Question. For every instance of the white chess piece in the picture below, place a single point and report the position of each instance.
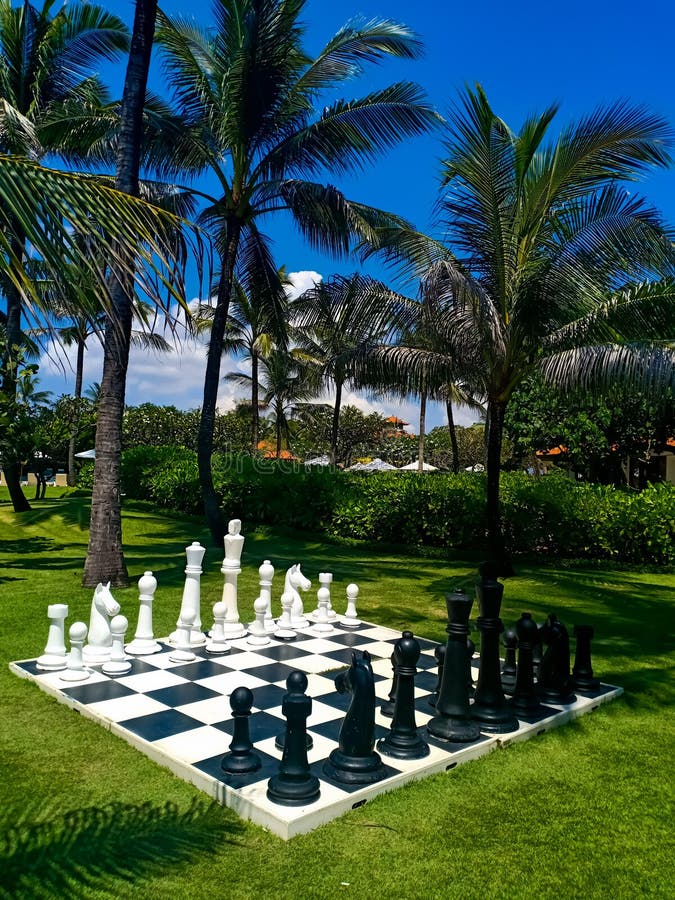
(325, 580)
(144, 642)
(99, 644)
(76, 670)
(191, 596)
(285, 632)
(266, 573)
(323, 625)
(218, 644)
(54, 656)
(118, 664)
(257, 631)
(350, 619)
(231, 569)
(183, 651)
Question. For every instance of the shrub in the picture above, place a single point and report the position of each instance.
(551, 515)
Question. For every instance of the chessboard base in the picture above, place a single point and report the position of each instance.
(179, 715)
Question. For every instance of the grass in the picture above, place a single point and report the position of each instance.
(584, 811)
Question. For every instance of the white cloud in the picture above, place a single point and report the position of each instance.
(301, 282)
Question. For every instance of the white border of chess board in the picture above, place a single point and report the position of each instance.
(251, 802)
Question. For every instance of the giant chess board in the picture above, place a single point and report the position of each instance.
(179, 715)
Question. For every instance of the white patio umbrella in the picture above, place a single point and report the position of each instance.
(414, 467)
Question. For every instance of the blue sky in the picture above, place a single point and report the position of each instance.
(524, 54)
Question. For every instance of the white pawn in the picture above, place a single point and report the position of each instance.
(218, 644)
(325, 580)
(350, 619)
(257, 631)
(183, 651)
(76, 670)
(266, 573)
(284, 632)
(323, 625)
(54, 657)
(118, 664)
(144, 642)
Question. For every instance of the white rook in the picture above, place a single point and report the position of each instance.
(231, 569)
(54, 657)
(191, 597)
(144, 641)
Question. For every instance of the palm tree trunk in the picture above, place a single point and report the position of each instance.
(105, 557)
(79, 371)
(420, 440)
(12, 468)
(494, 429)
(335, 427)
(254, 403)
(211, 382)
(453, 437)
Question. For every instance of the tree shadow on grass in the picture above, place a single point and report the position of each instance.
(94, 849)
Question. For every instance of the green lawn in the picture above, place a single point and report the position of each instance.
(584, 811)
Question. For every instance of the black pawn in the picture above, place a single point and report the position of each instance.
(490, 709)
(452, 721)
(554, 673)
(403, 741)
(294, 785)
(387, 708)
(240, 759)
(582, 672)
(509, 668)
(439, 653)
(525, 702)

- - -

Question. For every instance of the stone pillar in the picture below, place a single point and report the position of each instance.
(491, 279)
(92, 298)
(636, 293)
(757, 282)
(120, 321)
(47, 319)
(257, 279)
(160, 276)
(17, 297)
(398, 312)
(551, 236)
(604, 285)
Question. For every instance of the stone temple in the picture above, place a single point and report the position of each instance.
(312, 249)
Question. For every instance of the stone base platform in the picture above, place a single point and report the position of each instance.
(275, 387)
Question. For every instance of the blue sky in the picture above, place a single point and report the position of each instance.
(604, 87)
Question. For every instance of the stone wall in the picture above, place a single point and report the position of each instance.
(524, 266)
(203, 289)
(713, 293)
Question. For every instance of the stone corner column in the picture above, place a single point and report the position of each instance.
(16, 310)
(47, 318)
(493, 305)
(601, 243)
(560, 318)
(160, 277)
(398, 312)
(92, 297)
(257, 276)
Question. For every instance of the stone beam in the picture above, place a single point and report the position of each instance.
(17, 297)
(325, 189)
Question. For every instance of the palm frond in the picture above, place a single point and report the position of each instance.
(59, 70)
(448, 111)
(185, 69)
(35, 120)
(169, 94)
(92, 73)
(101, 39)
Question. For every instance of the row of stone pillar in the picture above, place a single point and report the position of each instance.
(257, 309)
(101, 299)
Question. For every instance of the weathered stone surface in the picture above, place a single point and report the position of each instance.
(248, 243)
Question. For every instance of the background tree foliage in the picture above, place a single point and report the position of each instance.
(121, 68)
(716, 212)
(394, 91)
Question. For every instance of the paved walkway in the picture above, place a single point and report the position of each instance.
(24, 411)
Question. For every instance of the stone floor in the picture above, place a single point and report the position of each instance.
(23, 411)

- - -

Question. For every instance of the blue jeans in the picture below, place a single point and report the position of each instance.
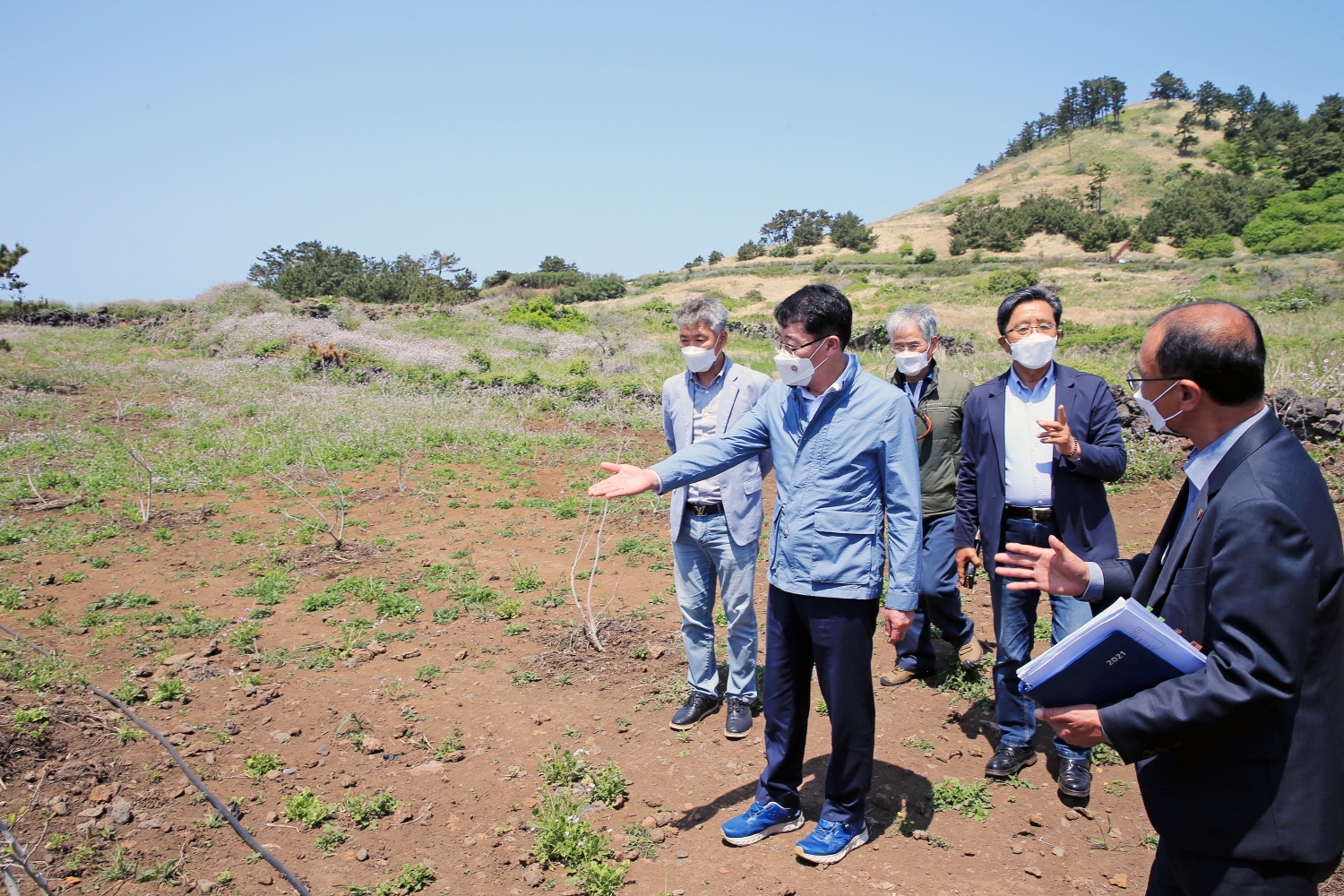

- - -

> _Aufgabe_
Ermittle bitte, in wie vielen Zeilen der Datensätze oben das Wort „below“ vorkommt, und gib nur diese Zahl an.

> _Antwort_
3